START

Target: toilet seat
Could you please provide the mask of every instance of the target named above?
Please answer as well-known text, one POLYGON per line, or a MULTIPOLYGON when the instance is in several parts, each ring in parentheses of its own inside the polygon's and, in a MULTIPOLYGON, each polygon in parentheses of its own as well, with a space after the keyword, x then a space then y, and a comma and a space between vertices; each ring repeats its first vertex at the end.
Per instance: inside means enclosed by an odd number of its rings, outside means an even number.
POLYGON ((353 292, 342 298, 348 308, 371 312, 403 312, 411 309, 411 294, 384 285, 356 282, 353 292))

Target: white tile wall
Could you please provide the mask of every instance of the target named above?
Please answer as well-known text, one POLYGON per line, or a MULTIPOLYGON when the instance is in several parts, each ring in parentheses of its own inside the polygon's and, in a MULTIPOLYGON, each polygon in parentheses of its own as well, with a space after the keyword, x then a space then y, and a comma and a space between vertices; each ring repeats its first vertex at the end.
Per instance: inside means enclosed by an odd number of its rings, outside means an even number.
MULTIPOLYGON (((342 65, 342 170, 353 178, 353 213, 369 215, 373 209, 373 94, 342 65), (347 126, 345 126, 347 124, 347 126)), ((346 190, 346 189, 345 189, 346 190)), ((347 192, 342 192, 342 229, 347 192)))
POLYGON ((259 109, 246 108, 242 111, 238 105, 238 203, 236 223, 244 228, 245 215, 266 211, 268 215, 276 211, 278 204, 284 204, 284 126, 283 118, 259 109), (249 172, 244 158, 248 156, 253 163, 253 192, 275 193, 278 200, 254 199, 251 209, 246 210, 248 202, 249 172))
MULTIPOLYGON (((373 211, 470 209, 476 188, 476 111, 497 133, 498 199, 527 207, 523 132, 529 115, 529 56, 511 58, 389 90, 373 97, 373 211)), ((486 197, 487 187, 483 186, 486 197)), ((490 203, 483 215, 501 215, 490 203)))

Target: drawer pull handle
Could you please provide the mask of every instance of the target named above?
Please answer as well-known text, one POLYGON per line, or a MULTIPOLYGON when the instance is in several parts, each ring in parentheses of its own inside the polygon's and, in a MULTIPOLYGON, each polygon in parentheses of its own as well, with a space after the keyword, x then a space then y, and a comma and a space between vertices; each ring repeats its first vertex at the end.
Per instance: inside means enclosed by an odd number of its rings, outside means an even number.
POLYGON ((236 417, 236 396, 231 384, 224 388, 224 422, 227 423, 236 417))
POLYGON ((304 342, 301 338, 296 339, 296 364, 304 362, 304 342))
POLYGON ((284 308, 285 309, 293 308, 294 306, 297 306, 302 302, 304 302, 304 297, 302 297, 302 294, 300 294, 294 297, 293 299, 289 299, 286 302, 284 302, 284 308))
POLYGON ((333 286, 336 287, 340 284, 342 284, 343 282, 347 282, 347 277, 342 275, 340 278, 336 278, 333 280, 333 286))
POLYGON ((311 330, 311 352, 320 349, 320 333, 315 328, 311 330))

END

◆ **STATED TASK**:
Can you put each line of the records above into a JSON list of strings, one string per line, with the blank lines left out?

◆ **TASK RESULT**:
[
  "Target: toilet seat",
  "Could you please provide the mask of every instance of the target named above?",
  "Please answer as well-known text, one POLYGON per line, or a MULTIPOLYGON when the instance is in several parts, each ring in parentheses of its own inside the polygon's and, in a MULTIPOLYGON, each polygon in parentheses of its own as well, with a space after the keyword, x then a space then y, and a comma and a space between vertices; each ring repeats its first vertex at the end.",
  "Per instance: inside means enclosed by an odd number of its rings, outside means an even number.",
  "POLYGON ((353 292, 342 298, 348 308, 371 312, 403 312, 411 309, 411 294, 384 285, 356 282, 353 292))",
  "Target: white tile wall",
  "Could you please provide the mask of every instance of the target named above?",
  "Please answer as well-known text, one POLYGON per line, or a MULTIPOLYGON when the instance is in several parts, each ring in parentheses of its own inside the polygon's and, in a MULTIPOLYGON, each polygon in parentheses of its own as well, with a space after the keyword, x then a space then y, and a comma and a space between vertices; each ring repeats its first vertex at the end.",
  "Per instance: inside means enclosed by an odd number of its rings, outside means an even number.",
  "MULTIPOLYGON (((342 65, 342 170, 353 178, 353 213, 369 215, 373 209, 373 94, 342 65), (347 126, 345 126, 347 124, 347 126)), ((346 190, 346 189, 345 189, 346 190)), ((347 192, 342 192, 342 229, 347 192)))",
  "POLYGON ((259 109, 246 108, 242 111, 238 105, 238 203, 236 223, 244 228, 245 215, 266 211, 268 215, 276 211, 278 204, 284 204, 284 126, 283 118, 259 109), (249 172, 244 158, 248 156, 253 163, 253 192, 275 193, 278 200, 254 199, 251 209, 246 210, 248 202, 249 172))",
  "MULTIPOLYGON (((373 211, 470 209, 476 188, 476 111, 497 133, 498 199, 527 207, 523 132, 529 115, 529 56, 511 58, 389 90, 373 97, 373 211)), ((486 197, 487 187, 483 186, 486 197)), ((490 203, 483 215, 501 215, 490 203)))",
  "Target: drawer pull handle",
  "Could you please provide the mask of every instance of the target named above?",
  "Please answer as well-known text, one POLYGON per line, or a MULTIPOLYGON when the instance is in several parts, each ring in parentheses of its own inside the polygon's and, in a MULTIPOLYGON, each polygon in parentheses of its own as well, with a space after the keyword, x then a space then y, and a comma and a space between vertices; each ring repeats its first vertex at the end.",
  "Per instance: inside means enclosed by an odd number of its rings, outside means an even number.",
  "POLYGON ((236 417, 236 396, 231 384, 224 388, 224 422, 227 423, 236 417))",
  "POLYGON ((304 342, 301 338, 296 339, 296 364, 304 362, 304 342))",
  "POLYGON ((284 308, 285 309, 293 308, 294 306, 297 306, 302 302, 304 302, 304 297, 302 297, 302 294, 300 294, 294 297, 293 299, 289 299, 286 302, 284 302, 284 308))",
  "POLYGON ((333 286, 336 287, 340 284, 342 284, 343 282, 347 282, 347 277, 342 275, 340 278, 336 278, 333 280, 333 286))",
  "POLYGON ((311 330, 311 352, 320 349, 320 333, 315 328, 311 330))"
]